* EXERCISE DETAILS
Take from the material every line that contains the word "task".
+===+
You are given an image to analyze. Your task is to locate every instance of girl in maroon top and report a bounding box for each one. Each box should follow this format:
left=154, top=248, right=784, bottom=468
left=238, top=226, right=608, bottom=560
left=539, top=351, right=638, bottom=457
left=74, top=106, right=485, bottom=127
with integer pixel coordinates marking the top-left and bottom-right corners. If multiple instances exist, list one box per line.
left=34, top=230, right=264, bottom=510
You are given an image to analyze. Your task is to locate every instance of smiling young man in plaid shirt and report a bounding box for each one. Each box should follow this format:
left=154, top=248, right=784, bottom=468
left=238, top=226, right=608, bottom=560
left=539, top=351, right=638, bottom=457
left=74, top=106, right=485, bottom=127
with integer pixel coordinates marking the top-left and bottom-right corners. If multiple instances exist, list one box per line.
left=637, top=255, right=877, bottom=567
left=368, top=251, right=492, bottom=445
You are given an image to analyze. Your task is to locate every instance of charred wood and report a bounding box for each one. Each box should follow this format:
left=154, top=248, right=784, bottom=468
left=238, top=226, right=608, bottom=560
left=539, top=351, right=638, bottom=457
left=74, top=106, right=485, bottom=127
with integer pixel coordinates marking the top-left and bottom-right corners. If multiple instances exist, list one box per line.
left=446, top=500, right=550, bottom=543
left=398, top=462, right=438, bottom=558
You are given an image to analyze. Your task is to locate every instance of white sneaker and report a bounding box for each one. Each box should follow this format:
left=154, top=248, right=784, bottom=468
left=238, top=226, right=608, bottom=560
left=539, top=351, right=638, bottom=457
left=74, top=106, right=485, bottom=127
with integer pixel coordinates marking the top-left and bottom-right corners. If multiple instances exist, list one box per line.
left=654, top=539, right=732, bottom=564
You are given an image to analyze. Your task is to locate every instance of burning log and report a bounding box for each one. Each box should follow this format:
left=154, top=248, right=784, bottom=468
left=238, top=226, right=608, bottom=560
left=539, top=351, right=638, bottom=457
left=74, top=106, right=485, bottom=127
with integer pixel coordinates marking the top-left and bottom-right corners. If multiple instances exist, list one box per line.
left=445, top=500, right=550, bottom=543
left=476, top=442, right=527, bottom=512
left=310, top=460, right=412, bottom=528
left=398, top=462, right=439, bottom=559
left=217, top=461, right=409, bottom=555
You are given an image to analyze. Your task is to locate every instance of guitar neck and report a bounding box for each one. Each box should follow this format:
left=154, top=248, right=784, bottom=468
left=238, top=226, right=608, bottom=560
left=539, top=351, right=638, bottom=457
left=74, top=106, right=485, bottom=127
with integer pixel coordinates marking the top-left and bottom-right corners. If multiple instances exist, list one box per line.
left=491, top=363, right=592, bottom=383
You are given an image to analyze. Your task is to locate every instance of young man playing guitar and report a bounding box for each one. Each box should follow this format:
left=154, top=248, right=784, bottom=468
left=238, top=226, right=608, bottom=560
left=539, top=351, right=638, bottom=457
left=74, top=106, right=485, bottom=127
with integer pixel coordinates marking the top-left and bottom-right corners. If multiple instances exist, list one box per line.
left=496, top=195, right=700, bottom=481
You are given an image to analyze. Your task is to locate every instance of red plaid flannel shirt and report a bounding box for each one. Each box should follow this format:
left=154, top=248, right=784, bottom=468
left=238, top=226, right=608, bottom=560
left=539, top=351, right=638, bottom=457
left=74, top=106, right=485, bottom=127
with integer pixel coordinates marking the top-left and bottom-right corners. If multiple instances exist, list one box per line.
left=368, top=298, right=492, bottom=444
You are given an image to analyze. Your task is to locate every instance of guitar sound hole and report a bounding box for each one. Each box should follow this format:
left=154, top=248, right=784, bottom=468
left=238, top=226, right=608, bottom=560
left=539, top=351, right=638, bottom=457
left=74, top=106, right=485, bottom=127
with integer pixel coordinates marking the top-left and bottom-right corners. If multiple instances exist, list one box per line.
+===+
* WRITTEN ANSWER
You are given an image to analyze. Your task is to locate every instance of girl in maroon top and report a bounding box for each one. Each box should follow this format:
You are given an image to analyze. Your task is to locate every instance of smiling young man in plaid shirt and report a bounding box for each one. Each box should follow this format:
You are given an image to analyze. Your task is to locate every instance of charred wood and report a bounding box for each one. Each box should follow this format:
You are given an image to analyze. Your task is to locate every instance of white sneaker and report a bounding box for each one. Each box should follow this format:
You are given an image to analyze. Your task is to locate every instance of burning log and report a bounding box for each one. Each box should follow this format:
You are given an image to analyze. Your task is to locate every instance of guitar neck and report a bounding box for each one. Each box should follow this format:
You are given an image to analyze. Your task is to locate every instance of young man playing guitar and report a bounding box for each one. Each box should follow this format:
You are given an image to analyze. Your task is to locate every instance of red plaid flannel shirt and report a bounding box for each one. Each box should follow this format:
You are given an image to analyze. Your task is to locate every instance of guitar sound hole and report a bounding box for each one. Each box should follow this format:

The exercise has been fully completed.